**TO BE DONE**
Pull out every line of the material below that contains the word "shelf". List those lines unchanged, one per line.

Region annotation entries

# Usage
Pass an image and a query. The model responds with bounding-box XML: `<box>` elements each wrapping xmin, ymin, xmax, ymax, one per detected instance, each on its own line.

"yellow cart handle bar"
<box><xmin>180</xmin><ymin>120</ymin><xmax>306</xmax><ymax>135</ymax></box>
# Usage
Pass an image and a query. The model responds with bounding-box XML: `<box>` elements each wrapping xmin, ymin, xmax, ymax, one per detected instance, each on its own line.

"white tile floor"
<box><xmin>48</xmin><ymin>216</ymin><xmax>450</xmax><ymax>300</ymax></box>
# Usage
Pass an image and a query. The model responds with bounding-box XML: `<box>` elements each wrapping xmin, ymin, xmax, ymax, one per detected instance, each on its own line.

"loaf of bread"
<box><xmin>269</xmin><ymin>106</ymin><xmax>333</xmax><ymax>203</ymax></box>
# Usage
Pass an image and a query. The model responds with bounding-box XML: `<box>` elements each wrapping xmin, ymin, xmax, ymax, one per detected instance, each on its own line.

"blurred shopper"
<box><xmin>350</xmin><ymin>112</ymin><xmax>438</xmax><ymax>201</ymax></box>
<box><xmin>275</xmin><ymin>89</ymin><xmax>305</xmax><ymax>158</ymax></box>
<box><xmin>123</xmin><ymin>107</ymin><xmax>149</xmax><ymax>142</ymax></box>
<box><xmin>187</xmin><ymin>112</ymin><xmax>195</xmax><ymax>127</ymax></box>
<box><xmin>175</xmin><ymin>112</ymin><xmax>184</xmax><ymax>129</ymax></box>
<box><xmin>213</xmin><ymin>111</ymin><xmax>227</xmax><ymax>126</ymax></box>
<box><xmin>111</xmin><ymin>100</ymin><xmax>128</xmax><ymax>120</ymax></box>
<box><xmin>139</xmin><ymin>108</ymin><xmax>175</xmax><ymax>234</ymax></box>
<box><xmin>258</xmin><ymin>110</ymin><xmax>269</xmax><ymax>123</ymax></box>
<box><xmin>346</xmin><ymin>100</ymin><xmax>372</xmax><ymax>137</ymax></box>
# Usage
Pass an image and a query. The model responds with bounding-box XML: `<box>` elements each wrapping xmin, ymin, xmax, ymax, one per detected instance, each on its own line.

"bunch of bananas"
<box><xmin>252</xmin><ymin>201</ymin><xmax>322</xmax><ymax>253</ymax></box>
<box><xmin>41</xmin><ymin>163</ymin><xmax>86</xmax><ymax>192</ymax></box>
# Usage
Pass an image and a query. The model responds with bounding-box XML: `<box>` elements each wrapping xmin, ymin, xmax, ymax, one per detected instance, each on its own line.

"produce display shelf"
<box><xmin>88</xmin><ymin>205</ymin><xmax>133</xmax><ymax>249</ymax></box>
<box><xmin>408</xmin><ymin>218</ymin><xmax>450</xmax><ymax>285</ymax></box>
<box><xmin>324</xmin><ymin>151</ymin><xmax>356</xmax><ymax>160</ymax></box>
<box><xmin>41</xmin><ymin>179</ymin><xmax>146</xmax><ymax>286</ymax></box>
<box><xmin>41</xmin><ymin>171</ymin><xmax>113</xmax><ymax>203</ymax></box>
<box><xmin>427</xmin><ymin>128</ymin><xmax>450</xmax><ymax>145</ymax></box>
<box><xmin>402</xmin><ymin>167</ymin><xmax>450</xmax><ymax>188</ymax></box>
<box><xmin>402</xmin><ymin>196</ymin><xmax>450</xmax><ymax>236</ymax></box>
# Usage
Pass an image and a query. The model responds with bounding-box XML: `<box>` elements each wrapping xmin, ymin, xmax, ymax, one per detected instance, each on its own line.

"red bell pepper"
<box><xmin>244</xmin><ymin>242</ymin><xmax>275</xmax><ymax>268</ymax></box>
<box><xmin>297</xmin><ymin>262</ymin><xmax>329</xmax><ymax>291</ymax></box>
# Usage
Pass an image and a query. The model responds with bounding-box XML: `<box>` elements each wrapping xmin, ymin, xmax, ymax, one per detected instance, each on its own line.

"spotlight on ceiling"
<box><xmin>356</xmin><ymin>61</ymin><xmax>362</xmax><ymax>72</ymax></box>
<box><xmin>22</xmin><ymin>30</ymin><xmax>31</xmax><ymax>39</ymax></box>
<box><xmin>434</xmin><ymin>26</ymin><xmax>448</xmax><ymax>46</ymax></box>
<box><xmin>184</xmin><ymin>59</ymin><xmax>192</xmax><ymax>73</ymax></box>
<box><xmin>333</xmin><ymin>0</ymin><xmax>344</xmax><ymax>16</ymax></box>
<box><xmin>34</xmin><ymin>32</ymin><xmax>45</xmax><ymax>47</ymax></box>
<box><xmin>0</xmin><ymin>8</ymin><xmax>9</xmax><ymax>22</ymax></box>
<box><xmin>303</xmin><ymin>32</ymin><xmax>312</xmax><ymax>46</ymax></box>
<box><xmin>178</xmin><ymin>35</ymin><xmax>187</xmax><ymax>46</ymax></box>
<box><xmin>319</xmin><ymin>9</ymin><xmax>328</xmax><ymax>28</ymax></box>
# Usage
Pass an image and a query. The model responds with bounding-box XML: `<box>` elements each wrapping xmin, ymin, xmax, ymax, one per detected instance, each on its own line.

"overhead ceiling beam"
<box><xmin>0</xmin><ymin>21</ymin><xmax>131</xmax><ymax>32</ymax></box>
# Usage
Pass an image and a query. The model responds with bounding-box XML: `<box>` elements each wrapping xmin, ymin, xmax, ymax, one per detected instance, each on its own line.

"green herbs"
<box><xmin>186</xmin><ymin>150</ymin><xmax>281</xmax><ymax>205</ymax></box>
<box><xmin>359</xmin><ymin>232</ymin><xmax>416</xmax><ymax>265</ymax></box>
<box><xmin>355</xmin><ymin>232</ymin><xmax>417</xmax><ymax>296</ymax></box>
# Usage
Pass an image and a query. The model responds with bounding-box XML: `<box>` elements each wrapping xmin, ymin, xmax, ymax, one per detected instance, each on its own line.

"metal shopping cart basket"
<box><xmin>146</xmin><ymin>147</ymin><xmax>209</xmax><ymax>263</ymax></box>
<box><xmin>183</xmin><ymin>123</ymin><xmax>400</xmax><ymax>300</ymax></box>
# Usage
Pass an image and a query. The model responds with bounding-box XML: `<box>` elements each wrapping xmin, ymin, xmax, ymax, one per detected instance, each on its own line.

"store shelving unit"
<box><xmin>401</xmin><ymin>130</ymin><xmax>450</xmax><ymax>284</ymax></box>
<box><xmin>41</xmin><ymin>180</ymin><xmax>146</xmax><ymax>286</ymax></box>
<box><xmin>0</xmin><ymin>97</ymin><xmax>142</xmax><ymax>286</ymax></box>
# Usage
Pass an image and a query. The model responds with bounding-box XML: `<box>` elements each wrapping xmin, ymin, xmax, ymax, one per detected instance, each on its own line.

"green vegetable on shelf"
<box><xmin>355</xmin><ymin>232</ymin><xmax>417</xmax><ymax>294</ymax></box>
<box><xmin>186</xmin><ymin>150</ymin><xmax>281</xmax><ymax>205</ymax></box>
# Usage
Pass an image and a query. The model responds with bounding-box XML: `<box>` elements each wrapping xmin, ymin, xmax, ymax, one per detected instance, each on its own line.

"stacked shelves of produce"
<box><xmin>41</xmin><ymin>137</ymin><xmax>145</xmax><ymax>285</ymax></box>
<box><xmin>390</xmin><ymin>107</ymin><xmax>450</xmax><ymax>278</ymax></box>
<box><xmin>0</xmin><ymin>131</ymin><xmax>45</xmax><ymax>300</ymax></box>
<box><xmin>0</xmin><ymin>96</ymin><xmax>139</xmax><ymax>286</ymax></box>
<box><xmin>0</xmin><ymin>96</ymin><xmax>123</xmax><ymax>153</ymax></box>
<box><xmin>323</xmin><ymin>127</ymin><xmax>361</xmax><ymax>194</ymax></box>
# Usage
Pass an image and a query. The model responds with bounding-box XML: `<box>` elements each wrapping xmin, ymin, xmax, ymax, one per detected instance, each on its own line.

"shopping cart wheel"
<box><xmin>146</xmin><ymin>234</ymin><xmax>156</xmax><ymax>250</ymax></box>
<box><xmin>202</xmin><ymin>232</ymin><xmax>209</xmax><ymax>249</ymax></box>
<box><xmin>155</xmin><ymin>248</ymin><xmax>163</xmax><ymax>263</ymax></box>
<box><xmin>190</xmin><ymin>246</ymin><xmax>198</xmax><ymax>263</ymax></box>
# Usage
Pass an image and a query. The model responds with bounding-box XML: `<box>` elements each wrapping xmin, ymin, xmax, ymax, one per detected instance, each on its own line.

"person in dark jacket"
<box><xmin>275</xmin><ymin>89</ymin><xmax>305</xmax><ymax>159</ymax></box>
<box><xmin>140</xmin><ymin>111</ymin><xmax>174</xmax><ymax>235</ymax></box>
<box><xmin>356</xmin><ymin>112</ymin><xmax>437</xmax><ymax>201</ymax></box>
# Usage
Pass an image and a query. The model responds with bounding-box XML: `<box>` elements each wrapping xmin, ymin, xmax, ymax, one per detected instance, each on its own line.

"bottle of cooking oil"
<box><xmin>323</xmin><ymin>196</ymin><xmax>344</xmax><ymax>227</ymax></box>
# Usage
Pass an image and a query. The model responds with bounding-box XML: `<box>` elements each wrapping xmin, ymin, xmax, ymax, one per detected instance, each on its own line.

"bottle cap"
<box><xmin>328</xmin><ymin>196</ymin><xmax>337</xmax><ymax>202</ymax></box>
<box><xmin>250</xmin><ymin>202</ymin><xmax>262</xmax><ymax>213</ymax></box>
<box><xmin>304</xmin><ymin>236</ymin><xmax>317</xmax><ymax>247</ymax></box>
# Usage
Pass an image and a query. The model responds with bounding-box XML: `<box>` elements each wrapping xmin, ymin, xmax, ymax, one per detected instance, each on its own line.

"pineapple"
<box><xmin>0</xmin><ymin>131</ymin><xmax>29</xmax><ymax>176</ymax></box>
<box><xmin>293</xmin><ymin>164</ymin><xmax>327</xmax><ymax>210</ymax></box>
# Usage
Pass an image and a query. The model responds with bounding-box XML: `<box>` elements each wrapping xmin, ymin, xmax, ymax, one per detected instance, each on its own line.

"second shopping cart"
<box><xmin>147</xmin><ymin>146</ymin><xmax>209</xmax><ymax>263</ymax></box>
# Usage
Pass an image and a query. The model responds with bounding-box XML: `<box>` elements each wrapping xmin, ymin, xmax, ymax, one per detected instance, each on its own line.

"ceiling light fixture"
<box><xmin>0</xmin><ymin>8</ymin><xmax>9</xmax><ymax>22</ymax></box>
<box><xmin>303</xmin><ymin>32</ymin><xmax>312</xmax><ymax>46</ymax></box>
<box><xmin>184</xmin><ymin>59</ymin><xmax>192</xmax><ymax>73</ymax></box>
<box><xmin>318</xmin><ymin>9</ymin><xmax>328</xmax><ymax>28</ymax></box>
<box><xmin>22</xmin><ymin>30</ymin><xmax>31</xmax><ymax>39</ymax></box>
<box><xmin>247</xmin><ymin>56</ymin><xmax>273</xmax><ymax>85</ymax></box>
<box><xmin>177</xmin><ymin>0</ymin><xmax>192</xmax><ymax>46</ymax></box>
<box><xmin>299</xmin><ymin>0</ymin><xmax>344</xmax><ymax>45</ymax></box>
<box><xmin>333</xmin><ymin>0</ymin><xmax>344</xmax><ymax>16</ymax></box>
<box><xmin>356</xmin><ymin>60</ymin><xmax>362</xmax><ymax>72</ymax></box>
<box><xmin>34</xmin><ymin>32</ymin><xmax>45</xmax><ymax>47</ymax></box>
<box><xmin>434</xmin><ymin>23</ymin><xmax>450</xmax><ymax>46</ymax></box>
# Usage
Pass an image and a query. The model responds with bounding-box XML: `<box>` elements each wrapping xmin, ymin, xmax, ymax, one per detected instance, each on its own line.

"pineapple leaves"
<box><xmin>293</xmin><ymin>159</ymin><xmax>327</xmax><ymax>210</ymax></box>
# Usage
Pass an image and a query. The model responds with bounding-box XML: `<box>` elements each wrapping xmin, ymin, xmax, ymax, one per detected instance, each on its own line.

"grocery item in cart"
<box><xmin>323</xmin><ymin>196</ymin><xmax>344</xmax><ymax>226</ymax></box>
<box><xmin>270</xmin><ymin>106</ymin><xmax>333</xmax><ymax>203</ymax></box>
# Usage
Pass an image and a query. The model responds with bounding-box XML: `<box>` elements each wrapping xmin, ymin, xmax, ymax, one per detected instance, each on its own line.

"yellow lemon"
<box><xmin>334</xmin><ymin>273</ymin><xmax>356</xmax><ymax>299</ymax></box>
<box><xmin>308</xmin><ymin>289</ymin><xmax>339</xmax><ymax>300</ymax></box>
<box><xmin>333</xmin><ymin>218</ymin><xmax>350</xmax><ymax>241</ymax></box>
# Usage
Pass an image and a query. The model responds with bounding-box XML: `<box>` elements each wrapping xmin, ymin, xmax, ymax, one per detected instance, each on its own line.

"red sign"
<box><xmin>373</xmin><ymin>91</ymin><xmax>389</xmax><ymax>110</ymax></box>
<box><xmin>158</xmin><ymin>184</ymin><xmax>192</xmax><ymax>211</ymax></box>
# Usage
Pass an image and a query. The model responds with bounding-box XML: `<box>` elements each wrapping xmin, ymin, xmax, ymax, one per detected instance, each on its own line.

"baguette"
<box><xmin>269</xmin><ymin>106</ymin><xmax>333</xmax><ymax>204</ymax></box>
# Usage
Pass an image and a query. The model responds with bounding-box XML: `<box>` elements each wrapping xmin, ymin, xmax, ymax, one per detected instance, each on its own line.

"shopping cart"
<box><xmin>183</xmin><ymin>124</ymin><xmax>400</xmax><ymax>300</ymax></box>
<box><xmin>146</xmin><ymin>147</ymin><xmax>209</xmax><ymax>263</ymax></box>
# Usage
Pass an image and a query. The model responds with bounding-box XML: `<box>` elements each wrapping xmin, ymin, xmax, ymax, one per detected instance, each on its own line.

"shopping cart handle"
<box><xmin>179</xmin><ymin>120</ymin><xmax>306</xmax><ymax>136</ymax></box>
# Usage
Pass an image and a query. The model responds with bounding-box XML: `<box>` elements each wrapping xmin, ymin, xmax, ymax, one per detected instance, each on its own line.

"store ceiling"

**SOLUTION BELOW**
"produce display shelf"
"green vegetable on shelf"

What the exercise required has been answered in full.